> _Data to use_
----

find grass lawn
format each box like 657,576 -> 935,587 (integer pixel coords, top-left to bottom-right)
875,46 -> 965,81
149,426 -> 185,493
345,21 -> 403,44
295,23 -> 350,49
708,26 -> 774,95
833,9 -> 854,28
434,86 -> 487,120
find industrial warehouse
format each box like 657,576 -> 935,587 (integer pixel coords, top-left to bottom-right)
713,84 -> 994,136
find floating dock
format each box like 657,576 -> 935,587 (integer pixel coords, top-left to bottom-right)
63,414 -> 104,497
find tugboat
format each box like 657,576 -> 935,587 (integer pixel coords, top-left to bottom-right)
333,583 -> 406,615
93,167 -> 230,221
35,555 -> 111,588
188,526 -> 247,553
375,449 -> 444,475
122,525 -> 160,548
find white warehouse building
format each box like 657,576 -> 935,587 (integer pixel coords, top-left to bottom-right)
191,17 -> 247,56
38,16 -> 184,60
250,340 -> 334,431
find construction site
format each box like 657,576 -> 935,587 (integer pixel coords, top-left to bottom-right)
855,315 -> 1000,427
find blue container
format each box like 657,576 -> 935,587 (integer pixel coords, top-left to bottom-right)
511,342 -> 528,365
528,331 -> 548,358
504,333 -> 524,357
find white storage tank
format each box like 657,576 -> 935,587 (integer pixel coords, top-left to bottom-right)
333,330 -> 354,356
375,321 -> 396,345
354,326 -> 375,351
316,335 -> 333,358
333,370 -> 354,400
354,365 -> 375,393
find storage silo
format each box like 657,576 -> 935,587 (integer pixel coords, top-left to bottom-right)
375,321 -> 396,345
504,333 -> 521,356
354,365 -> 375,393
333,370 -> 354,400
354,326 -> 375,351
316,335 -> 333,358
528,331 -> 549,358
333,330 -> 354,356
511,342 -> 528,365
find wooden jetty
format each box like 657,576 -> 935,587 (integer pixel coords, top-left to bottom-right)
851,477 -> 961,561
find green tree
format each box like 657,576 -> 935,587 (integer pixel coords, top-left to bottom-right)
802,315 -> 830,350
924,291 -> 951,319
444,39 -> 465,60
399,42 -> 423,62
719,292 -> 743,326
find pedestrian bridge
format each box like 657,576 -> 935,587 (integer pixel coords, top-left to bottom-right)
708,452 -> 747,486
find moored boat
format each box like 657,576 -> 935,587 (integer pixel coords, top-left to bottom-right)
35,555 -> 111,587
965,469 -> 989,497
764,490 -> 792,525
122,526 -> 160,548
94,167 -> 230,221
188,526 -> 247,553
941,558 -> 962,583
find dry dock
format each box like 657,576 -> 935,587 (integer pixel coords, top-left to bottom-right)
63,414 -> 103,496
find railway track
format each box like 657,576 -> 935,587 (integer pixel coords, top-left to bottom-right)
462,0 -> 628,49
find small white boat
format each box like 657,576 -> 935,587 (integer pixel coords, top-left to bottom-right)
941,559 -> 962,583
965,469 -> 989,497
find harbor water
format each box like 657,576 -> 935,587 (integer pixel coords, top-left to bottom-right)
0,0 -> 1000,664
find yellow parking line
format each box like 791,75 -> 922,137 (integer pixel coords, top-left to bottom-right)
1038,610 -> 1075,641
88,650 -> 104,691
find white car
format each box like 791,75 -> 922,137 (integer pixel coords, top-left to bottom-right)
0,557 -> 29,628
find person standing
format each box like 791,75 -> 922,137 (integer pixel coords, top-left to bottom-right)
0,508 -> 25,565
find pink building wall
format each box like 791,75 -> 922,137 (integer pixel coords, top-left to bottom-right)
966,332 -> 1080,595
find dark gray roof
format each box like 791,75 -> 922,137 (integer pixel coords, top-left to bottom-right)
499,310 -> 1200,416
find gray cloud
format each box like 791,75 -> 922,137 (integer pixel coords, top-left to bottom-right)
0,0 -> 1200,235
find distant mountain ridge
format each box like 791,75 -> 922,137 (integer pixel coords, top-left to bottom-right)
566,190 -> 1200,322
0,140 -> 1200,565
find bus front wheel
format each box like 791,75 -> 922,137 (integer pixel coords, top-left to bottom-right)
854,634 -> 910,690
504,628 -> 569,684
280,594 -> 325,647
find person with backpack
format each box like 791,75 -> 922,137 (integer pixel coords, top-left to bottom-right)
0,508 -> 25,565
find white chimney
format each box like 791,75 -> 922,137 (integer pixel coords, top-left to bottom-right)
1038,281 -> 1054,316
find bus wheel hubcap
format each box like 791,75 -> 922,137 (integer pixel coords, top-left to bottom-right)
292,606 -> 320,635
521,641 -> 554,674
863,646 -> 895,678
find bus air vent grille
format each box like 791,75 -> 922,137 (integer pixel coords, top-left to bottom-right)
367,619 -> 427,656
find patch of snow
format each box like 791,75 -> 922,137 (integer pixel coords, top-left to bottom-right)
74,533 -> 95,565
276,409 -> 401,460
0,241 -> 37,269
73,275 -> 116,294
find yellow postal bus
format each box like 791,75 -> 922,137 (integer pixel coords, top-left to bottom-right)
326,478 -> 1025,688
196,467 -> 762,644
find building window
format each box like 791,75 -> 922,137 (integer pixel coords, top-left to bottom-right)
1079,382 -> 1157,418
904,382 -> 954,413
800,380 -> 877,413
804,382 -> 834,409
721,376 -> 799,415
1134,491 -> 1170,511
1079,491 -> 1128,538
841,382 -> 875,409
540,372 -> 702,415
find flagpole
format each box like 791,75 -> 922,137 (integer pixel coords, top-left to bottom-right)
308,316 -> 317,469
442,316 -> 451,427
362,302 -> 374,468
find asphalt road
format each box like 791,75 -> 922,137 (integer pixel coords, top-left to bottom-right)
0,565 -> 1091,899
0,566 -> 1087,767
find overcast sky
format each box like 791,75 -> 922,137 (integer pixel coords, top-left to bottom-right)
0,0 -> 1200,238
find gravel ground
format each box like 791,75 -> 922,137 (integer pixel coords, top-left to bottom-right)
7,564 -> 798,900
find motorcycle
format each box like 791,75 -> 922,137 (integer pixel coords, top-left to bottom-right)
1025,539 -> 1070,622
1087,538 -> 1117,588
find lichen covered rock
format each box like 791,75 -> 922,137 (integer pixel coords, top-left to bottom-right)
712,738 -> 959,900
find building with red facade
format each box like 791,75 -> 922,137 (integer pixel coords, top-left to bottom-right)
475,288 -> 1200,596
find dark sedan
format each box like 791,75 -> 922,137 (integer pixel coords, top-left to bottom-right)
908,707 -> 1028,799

----

Pick out every line in the material above that contains the word "with" and copy each of those lines.

find person with backpack
find building with red facade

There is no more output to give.